== ENTRIES PROVIDED ==
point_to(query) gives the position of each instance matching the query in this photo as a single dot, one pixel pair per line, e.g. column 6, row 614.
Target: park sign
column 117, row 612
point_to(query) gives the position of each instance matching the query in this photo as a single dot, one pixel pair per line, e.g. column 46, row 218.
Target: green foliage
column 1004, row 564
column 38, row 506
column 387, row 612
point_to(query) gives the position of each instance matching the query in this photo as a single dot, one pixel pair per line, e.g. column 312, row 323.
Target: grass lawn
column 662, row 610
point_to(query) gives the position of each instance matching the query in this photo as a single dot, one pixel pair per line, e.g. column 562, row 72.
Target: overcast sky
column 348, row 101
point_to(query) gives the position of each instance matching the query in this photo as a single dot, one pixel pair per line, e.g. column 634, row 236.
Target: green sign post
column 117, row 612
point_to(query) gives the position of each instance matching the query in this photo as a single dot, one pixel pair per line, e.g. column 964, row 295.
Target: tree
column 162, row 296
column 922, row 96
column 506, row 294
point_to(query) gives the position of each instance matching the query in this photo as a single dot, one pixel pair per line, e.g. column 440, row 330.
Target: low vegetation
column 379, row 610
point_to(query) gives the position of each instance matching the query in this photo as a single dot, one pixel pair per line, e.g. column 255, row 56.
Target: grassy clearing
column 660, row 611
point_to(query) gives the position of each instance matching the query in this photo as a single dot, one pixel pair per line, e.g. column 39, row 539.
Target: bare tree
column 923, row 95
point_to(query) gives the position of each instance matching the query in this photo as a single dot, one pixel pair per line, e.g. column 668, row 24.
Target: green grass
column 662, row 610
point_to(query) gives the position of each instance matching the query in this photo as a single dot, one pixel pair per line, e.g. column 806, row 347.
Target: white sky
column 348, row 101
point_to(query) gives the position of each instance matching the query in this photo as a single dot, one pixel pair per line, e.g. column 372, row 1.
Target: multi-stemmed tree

== WHAT THE EXERCISE ASKS ==
Copy the listing word for word, beginning with its first line and continuing through the line that contains "column 387, row 612", with both of those lines included.

== THE SOLUTION ==
point_to(query) gives the position of each instance matching the query in this photo as a single dot, one pixel pair per line, e.g. column 6, row 614.
Target: park sign
column 117, row 612
point_to(query) gives the position of each instance matching the query in this photo as a single dot, one pixel pair per line, e.g. column 46, row 218.
Target: green foliage
column 1004, row 564
column 38, row 506
column 387, row 612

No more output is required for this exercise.